## Text section
Market analysis is an assessment of a specific industry, niche, or vertical market. Your market analysis helps you understand your target market and the competitive landscape, as well as where your brand and product fit in. Starting a business with a market analysis ensures you have an easier path to success because it validates your idea and that there's demand in the market and people willing to pay for what you have to offer.
Your market analysis also helps you better understand how to promote your products most effectively because it gives you a comprehensive understanding of your audience. If you need to secure funding from external investors or lenders, it shows that you’ve done your research and can demonstrate the viability of your business idea and their investment. Your market analysis is primarily focused on external factors rather than internal analyses. It essentially serves as a gut check for whether or not your business idea can make it.
At minimum, your market analysis should identify the following:
- Who your target customer is
- Where, why, and how they shop
- The size of your target market
- The price people are willing to pay for what you sell
- Your competitors and their strengths and weaknesses
Keep in mind that the market changes, so conducting a market analysis isn’t just for new businesses—established businesses can also use market analysis to validate new product ideas or address challenges.
Here’s a quick market analysis example to demonstrate exactly that: iHeartRaves analyzed the market when the COVID-19 pandemic first hit. The clothing brand sells apparel people wear at music festivals and gatherings—events that slowed down or even halted with the start of the pandemic. As such, the brand needed to pivot. So, it changed promotional tactics and added face masks to its product lineup after conducting a quick analysis to see what opportunities it could pursue.

## Work instruction A
In the market analysis text, rewrite the passage from "Your market analysis also" up to and including "can make it.", replacing "investors" with "backers".
## Work instruction B
According to the market analysis text, what did iHeartRaves add to its product lineup?
## Work instruction C
Translate this sentence from the market analysis text into Spanish: "Your market analysis is primarily focused on external factors rather than internal analyses."

## Information shown
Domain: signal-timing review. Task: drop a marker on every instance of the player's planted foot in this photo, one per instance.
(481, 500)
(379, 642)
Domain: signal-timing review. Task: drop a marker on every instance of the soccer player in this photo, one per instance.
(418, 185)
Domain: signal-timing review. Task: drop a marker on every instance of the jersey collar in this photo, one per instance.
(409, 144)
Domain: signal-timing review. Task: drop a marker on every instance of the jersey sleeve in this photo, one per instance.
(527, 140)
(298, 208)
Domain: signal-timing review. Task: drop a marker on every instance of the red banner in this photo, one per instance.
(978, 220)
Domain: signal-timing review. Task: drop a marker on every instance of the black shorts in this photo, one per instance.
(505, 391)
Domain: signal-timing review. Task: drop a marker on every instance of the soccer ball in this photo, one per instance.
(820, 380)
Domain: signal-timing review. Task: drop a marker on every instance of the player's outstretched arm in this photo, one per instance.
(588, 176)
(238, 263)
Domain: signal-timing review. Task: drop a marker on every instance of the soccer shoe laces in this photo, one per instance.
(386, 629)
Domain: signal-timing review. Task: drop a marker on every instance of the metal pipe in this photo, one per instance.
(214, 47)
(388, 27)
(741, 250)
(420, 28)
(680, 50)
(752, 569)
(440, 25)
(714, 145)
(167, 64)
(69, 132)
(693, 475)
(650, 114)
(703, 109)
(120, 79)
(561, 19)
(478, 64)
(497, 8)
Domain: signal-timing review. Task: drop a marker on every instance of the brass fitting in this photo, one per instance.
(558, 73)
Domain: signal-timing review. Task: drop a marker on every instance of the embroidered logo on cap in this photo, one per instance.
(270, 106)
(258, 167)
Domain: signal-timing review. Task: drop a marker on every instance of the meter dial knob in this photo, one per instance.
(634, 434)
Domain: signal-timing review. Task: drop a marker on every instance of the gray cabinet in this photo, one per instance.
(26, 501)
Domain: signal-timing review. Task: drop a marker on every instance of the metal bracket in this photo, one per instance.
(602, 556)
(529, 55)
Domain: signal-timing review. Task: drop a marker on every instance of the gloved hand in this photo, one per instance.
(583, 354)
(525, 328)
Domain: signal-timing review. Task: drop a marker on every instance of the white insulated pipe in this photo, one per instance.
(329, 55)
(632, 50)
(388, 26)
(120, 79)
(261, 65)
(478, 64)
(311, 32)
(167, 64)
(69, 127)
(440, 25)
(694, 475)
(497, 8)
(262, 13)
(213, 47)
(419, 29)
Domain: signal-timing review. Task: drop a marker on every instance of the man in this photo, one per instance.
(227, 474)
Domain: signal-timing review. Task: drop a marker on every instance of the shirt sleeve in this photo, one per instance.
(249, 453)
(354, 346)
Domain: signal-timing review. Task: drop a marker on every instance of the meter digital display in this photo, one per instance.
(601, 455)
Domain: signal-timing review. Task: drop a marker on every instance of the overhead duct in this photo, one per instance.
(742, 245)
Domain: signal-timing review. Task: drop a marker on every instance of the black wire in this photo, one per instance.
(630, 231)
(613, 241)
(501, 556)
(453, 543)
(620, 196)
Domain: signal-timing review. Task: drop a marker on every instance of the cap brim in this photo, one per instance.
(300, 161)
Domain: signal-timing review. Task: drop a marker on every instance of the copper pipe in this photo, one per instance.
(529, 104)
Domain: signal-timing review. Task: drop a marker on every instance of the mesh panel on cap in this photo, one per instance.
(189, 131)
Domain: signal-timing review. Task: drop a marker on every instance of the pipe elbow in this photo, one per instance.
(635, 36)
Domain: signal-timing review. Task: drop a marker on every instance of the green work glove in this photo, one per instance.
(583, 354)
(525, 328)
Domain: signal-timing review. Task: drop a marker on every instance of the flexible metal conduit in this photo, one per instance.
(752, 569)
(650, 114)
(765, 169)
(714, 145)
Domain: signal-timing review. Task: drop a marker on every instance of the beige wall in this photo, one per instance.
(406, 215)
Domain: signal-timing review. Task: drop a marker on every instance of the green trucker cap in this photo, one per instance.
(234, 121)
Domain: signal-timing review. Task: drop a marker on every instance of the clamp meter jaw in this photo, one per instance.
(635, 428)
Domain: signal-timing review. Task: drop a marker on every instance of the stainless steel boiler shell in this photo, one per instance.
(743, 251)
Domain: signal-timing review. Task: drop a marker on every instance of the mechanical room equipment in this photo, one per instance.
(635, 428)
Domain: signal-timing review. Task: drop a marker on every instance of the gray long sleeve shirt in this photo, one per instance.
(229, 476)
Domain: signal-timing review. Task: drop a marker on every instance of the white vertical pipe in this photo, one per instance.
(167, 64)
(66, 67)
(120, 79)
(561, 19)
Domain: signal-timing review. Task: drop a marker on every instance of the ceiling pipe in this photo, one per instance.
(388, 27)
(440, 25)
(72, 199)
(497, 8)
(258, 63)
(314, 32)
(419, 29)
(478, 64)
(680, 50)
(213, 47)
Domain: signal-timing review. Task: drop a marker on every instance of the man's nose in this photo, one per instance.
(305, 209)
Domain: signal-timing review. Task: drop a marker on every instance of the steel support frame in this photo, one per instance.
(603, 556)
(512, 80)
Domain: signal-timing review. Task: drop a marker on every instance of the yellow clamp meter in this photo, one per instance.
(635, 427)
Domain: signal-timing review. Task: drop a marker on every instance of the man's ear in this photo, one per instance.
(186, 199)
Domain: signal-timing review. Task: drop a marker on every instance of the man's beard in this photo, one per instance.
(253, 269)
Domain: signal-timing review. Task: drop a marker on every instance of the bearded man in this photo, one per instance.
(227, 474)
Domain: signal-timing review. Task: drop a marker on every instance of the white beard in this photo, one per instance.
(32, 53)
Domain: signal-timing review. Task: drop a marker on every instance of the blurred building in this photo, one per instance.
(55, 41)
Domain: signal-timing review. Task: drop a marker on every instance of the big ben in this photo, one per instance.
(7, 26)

## Final answer A
Your market analysis also helps you better understand how to promote your products most effectively because it gives you a comprehensive understanding of your audience. If you need to secure funding from external backers or lenders, it shows that you’ve done your research and can demonstrate the viability of your business idea and their investment. Your market analysis is primarily focused on external factors rather than internal analyses. It essentially serves as a gut check for whether or not your business idea can make it.

## Final answer B
Face masks.

## Final answer C
Su análisis de mercado se centra principalmente en factores externos más que en análisis internos.